WHAT THE TASK ASKS: Identify every line of the entries that contains the string "chin", and copy each of those lines.

(Spatial annotation records)
━━━━━━━━━━━━━━━━━━━━

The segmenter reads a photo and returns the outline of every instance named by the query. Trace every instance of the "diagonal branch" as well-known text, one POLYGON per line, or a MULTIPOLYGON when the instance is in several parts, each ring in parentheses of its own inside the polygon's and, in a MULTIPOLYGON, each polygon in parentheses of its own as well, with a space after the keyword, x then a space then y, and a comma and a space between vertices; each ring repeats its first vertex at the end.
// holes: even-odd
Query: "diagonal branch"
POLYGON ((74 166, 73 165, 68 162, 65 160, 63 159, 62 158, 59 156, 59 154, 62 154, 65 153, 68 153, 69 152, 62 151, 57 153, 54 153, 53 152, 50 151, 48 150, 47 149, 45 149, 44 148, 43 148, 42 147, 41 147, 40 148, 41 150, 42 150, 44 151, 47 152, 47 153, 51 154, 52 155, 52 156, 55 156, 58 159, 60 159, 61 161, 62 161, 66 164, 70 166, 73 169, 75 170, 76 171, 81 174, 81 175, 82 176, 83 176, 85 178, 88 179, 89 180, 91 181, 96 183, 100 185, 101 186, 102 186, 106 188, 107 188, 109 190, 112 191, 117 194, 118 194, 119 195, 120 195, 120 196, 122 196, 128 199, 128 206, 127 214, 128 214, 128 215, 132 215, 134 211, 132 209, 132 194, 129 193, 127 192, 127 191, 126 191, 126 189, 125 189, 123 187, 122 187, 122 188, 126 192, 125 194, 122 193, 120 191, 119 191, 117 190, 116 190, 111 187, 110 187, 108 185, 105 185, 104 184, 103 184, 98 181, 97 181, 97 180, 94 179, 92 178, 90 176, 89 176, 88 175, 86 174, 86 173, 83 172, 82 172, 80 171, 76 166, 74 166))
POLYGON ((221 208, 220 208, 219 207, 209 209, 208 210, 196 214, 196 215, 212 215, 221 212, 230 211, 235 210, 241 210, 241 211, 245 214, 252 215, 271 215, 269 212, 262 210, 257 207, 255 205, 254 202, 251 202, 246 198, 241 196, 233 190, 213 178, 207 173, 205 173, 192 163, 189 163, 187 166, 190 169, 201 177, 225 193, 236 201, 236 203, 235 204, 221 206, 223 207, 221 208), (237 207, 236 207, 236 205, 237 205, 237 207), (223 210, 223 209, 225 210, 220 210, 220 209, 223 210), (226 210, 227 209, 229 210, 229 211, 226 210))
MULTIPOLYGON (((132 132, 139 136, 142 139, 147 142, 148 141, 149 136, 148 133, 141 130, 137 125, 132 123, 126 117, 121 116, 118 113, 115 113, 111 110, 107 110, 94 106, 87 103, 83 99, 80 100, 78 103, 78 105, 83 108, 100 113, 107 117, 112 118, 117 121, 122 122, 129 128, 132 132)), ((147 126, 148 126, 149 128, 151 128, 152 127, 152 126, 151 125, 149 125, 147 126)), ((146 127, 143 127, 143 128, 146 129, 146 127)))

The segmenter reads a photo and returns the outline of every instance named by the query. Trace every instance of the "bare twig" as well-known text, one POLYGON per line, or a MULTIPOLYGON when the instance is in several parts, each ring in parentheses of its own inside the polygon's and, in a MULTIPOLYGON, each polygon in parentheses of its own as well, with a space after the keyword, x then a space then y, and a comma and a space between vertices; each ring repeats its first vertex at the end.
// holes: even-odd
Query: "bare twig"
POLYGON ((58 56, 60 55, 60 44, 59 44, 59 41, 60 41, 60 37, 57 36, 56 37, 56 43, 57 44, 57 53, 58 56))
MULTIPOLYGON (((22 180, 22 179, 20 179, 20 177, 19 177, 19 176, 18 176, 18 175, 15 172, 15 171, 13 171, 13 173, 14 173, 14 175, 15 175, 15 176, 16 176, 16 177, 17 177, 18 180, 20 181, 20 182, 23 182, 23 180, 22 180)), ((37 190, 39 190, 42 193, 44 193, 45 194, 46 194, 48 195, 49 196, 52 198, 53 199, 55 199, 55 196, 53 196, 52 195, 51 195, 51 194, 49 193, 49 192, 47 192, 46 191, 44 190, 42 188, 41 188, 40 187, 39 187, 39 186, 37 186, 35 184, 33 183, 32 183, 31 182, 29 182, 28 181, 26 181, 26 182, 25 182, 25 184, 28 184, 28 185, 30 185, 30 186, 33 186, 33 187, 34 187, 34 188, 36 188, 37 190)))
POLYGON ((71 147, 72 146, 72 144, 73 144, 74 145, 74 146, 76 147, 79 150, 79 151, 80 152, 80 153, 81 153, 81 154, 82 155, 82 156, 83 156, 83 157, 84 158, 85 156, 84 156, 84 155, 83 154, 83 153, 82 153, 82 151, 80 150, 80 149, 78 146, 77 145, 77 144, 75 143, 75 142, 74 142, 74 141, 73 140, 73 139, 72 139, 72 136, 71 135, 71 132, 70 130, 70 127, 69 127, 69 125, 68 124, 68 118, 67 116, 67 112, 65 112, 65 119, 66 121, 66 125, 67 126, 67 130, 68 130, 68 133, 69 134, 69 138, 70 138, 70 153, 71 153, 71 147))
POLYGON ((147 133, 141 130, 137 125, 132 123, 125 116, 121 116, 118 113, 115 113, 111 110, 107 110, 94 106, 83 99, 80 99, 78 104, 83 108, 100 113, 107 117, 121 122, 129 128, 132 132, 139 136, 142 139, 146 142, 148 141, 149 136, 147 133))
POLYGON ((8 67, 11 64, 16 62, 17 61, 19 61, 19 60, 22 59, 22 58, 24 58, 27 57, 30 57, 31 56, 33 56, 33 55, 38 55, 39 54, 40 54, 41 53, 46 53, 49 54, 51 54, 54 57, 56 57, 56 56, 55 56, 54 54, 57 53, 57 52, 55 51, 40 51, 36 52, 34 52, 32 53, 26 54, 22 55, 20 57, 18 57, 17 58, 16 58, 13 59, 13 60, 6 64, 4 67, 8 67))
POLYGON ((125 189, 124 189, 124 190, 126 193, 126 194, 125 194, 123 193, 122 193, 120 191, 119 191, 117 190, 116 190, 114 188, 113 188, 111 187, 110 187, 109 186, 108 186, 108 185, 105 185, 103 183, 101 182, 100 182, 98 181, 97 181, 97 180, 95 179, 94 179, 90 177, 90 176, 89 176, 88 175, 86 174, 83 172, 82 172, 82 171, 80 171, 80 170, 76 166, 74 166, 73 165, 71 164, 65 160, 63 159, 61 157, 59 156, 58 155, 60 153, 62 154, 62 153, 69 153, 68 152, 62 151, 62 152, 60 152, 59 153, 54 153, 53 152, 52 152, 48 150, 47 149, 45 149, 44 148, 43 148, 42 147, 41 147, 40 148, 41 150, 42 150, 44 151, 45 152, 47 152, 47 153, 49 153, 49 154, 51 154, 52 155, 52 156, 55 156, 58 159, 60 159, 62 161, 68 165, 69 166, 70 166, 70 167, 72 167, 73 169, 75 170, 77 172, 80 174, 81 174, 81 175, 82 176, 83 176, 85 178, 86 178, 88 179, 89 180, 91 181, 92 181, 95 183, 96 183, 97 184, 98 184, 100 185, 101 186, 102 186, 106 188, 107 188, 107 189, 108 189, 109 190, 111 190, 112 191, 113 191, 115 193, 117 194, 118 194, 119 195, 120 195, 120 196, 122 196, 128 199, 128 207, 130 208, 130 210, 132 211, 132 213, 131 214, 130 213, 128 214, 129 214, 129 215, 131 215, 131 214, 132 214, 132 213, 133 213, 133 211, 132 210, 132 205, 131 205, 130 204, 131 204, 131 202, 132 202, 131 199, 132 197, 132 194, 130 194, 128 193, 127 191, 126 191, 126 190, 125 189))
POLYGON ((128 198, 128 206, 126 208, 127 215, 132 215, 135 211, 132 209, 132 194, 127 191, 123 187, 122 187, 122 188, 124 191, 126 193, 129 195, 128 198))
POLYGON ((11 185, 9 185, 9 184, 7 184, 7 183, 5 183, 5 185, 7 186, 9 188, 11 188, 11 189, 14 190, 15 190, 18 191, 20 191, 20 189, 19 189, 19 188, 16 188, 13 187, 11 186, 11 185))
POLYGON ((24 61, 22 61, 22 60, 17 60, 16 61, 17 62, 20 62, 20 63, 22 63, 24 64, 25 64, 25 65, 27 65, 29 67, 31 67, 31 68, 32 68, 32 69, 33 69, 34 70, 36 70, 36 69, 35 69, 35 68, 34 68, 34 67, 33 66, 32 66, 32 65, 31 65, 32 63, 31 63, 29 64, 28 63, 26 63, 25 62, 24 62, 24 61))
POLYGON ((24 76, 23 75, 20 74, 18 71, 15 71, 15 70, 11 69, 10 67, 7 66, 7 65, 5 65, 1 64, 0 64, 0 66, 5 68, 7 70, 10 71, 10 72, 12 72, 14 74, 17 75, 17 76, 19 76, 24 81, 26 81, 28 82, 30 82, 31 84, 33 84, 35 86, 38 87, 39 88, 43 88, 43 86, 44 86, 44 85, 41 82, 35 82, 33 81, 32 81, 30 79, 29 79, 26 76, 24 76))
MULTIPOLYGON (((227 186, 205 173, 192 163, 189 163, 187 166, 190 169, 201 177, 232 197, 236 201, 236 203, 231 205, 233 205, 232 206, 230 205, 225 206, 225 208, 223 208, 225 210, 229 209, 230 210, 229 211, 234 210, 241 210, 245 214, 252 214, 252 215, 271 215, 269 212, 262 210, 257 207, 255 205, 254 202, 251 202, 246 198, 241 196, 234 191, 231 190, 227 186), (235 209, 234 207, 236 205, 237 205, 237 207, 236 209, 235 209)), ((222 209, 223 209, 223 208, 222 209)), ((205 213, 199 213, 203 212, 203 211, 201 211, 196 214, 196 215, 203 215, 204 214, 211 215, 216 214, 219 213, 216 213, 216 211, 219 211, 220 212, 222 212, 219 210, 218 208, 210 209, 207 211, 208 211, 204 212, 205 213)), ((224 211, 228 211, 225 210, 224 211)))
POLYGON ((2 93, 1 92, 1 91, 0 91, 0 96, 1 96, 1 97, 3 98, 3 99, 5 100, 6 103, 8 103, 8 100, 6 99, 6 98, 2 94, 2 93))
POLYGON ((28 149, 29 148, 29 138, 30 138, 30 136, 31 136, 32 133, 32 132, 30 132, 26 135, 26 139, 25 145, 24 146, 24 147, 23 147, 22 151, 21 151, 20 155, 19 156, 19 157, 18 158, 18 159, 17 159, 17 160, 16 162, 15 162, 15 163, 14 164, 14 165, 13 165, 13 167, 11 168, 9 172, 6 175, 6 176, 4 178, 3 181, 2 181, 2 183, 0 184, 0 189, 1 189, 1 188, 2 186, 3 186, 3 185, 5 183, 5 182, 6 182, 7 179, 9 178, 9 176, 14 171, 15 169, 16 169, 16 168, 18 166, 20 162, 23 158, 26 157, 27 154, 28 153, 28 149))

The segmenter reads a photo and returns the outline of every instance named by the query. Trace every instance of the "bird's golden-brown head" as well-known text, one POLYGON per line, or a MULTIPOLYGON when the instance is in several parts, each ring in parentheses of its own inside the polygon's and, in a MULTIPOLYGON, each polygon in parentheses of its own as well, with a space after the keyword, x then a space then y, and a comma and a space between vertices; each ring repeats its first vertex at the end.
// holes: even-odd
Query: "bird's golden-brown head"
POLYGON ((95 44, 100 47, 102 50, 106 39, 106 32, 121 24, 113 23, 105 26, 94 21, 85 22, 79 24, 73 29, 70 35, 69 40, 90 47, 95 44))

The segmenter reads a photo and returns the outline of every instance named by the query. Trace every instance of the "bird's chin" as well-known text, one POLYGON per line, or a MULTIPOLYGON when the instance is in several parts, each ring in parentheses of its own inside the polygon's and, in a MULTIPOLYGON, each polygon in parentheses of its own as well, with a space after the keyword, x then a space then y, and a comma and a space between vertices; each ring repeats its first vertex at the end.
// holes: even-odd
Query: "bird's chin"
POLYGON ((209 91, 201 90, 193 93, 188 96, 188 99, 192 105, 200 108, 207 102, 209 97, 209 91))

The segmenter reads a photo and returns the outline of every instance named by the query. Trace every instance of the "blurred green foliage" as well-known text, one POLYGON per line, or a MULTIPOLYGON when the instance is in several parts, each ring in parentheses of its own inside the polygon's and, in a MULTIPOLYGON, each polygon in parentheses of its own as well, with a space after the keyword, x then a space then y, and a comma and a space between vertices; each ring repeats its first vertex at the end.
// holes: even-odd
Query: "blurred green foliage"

━━━━━━━━━━━━━━━━━━━━

COMPLETE ANSWER:
The segmenter reads a photo and returns the outline of every instance named by the query. Trace every instance of the "bird's chin" as well-known text, one POLYGON per line, or a MULTIPOLYGON when the instance is in several parts, each ring in parentheses of its own inside the polygon's and, in a MULTIPOLYGON, each polygon in parentheses of its own as well, with a space after the keyword, x then a space then y, and a comma and a space between vertices; each ring repeats its first vertex at the end.
Query: "bird's chin"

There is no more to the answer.